**Records supplied**
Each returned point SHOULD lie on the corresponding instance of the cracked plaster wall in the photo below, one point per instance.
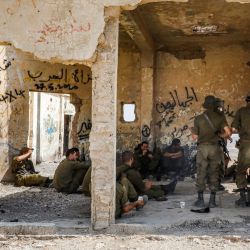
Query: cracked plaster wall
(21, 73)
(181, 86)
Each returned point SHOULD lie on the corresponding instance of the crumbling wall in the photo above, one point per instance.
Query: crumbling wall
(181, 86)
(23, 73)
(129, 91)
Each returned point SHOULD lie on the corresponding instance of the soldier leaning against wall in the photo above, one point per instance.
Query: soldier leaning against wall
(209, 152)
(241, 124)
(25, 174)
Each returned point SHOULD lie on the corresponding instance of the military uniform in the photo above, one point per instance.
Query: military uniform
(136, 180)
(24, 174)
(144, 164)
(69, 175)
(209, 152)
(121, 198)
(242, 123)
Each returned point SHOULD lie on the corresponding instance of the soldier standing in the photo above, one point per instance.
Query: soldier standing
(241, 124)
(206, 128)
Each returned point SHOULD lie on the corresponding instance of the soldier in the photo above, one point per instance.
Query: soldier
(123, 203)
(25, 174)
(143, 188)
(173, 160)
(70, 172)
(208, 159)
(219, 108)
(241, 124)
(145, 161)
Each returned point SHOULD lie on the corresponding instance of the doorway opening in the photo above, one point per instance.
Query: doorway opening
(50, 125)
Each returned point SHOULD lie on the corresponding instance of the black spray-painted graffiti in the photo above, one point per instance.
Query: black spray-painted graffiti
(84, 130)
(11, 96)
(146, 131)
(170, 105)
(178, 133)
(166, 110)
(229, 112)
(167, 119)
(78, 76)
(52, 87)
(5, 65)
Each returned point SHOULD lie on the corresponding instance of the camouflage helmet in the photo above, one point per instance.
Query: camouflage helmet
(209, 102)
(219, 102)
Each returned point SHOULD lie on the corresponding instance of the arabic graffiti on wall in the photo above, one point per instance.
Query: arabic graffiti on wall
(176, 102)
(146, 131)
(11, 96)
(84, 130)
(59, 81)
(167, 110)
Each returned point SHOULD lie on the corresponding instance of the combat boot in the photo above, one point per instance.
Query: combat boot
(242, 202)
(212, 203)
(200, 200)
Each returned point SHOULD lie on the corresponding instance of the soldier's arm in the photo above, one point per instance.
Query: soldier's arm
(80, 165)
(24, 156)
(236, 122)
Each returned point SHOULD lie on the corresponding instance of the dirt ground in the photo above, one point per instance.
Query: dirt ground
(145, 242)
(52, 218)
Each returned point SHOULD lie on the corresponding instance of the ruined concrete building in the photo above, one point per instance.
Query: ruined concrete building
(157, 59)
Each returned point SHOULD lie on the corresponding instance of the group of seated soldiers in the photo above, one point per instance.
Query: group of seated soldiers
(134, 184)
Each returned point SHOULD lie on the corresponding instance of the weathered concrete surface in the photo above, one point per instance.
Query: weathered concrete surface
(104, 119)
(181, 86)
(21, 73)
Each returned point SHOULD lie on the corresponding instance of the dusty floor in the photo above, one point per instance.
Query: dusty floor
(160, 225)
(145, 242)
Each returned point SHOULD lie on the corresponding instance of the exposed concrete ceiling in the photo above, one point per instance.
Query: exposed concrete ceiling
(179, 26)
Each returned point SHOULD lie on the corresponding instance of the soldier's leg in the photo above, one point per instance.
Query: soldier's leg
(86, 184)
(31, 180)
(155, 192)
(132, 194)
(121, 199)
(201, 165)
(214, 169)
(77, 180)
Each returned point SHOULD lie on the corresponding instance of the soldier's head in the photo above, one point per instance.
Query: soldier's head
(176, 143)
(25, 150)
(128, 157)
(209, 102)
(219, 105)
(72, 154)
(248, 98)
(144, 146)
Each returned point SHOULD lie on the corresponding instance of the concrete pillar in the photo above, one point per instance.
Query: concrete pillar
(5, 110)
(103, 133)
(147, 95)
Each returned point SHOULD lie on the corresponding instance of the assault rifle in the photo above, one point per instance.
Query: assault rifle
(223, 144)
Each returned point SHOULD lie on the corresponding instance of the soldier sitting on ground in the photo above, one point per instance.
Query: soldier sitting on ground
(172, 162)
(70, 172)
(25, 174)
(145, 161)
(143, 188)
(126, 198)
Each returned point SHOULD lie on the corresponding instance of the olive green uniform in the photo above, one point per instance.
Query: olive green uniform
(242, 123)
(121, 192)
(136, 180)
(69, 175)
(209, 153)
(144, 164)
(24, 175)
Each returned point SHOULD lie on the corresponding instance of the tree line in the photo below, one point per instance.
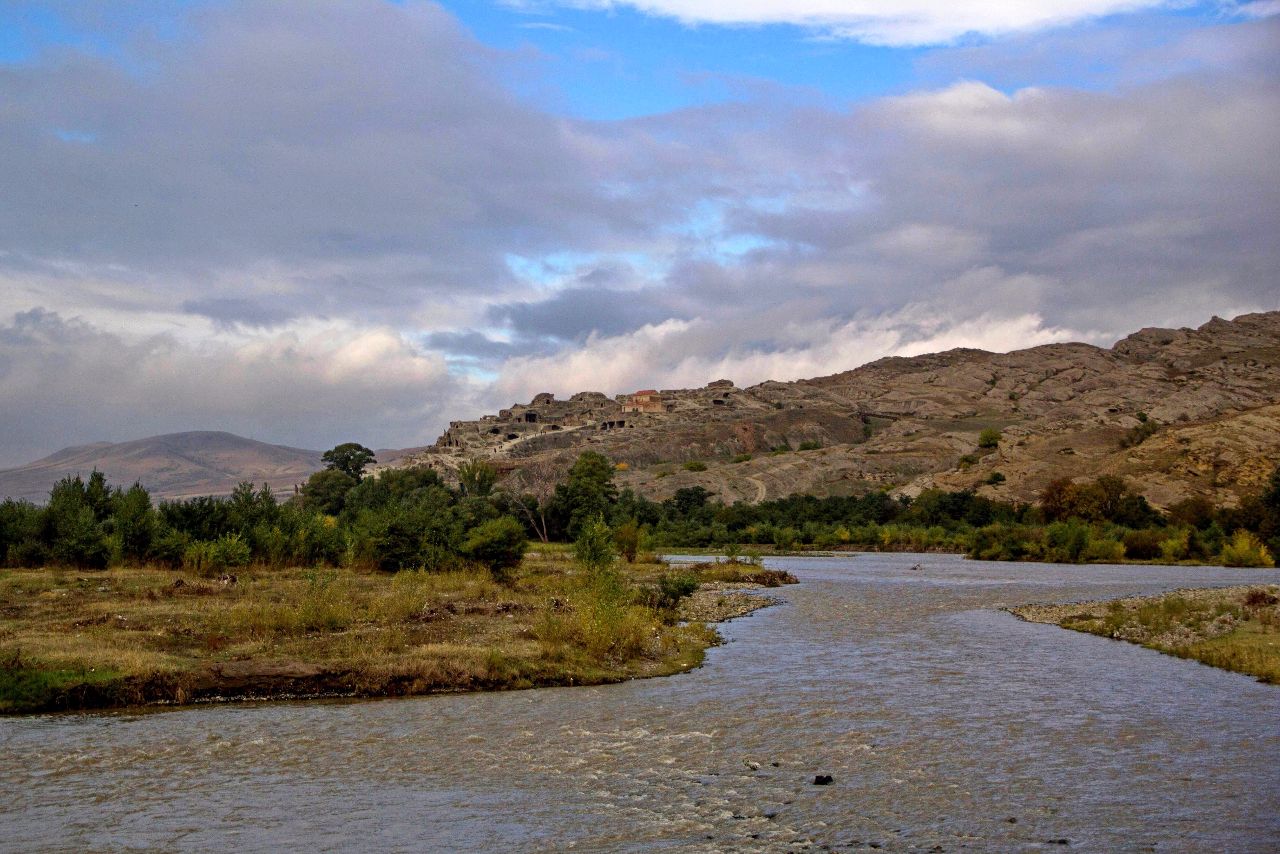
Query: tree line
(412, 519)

**Task instructions**
Rewrite all of the data above as a JSON list of strings, with one string per line, omitting blank lines and leaving out the pictures.

**Full output**
[
  "Each returned point SHOULD lie on the corresponding instance of the cracked plaster wall in the photo below, one point per instance.",
  "Query: cracked plaster wall",
  "(21, 73)",
  "(181, 86)",
  "Each returned point SHOULD lie on the corresponding instance of the crumbling wall in the photo above, one point per instance.",
  "Query: crumbling wall",
  "(181, 86)",
  "(23, 73)",
  "(129, 91)",
  "Each returned point SHOULD lie on the corresponding instance of the soldier leaning against wall in the photo above, one point per instance.",
  "Query: soldier leaning against wall",
  "(209, 152)",
  "(241, 124)",
  "(25, 174)",
  "Each returned point SHOULD lie on the corresponding instance of the military uniform in the photo above, one point per instance.",
  "Query: military uniform",
  "(136, 180)",
  "(24, 174)",
  "(144, 164)",
  "(69, 175)",
  "(209, 152)",
  "(121, 198)",
  "(242, 123)",
  "Each returned point SHOULD lie on the corresponding instance of the soldier standing in the photo above, one point per instance.",
  "Query: soldier standing",
  "(241, 124)",
  "(206, 128)",
  "Each returned point SHOULD lie on the corresponding instance of the soldier in the photo above, one point per instance.",
  "Query: soldier",
  "(123, 203)",
  "(25, 174)",
  "(143, 188)",
  "(173, 160)",
  "(70, 172)",
  "(208, 159)",
  "(219, 108)",
  "(241, 124)",
  "(145, 161)",
  "Each returned point SHOULD lie on the corresponding instance of the doorway opening in the photo above, one point per instance.",
  "Query: doorway opening",
  "(50, 125)",
  "Each returned point SHOULD lie on the corresponding instance of the black spray-painted graffiti in the photo above, one point per instance.",
  "Query: black spray-painted graffiti",
  "(84, 130)",
  "(11, 96)",
  "(146, 131)",
  "(170, 105)",
  "(178, 133)",
  "(166, 110)",
  "(229, 112)",
  "(167, 119)",
  "(78, 76)",
  "(52, 87)",
  "(5, 65)",
  "Each returned point SHOULD lie on the corresponding instance of the camouflage helmet in the photo above, one point per instance.",
  "Query: camouflage helmet",
  "(209, 102)",
  "(219, 102)",
  "Each returned point SHOULD lie on the corresponding instance of the arabic graffiti on wall in the photo above, one point per instance.",
  "Query: arabic graffiti on wall",
  "(176, 102)",
  "(146, 131)",
  "(11, 96)",
  "(84, 130)",
  "(59, 81)",
  "(167, 110)",
  "Each returned point SHOULD lie on the corresponding instance of the combat boot in the photo above, one point per instance.",
  "Query: combat boot",
  "(242, 202)",
  "(212, 203)",
  "(200, 200)",
  "Each returned point SHOULD lie on the corresponding instance of the soldier's arm in the photo above, one point per instance.",
  "Query: soldier's arm",
  "(80, 165)",
  "(24, 156)",
  "(236, 122)",
  "Each returned point SHOULD lie on the corresponding instance of the dirt ground in the photo above, one point per instance.",
  "Query: dirt ground",
  "(145, 242)",
  "(52, 218)",
  "Each returned point SHOULD lie on the corresponding instance of the ruined concrete building in the photo above, one point per instance.",
  "Query: ruined concrete building",
  "(157, 59)",
  "Each returned point SHOULD lie on the corresponding instance of the group of seated soldiers in the photo above, one point per instance.",
  "Query: group of seated soldiers",
  "(134, 184)",
  "Each returned point SHOULD lie on the corresponding instance of the weathered concrete surface in the photo above, one point per instance.",
  "Query: weathered concrete surface",
  "(104, 119)",
  "(181, 86)",
  "(21, 73)",
  "Each returned point SHOULD lie on the corresponding instance of the dusty floor in the photo above, one point per instance.",
  "Query: dusty floor",
  "(160, 225)",
  "(145, 242)",
  "Each returned point SHOULD lie on the corresponding instance of the exposed concrete ceiling in the photo above, one point per instance.",
  "Query: exposed concrete ceiling",
  "(179, 26)",
  "Each returned point SHOULD lie on the corresponding instance of the soldier's leg in the photo above, one point per instance.",
  "Query: soldier's leg",
  "(86, 184)",
  "(31, 180)",
  "(155, 192)",
  "(132, 194)",
  "(121, 199)",
  "(201, 165)",
  "(214, 169)",
  "(77, 180)",
  "Each returned point SHOULD lie on the corresponding instance of the soldier's head in the photo above, one point per instance.",
  "Query: soldier's head",
  "(176, 143)",
  "(25, 150)",
  "(128, 157)",
  "(209, 102)",
  "(219, 105)",
  "(72, 154)",
  "(248, 98)",
  "(144, 146)",
  "Each returned point SHOULD lie on the corresponding instance of the concrete pillar in the photo above, one point per instance.",
  "Query: concrete pillar",
  "(5, 110)",
  "(103, 133)",
  "(147, 95)",
  "Each returned point SHOULD lie on the corresponding instance of the assault rifle in the photo above, one point per instance.",
  "Query: assault rifle",
  "(223, 144)",
  "Each returned point SHOULD lie on the corresponding instance of the soldier sitting on ground in the photo above, one point per instance.",
  "Query: soldier sitting on ground",
  "(172, 162)",
  "(70, 172)",
  "(25, 174)",
  "(145, 161)",
  "(143, 188)",
  "(126, 198)",
  "Each returned point SHOULD lie on the corresponding instance of the olive green uniform in the photo above, one point per instance.",
  "Query: olive green uniform",
  "(242, 123)",
  "(121, 192)",
  "(136, 180)",
  "(69, 175)",
  "(209, 153)",
  "(144, 164)",
  "(24, 175)",
  "Each returned point SHOULD lie on the corresponding instance of the tree line in the photo below, one point per instance.",
  "Query: tree line",
  "(412, 519)"
]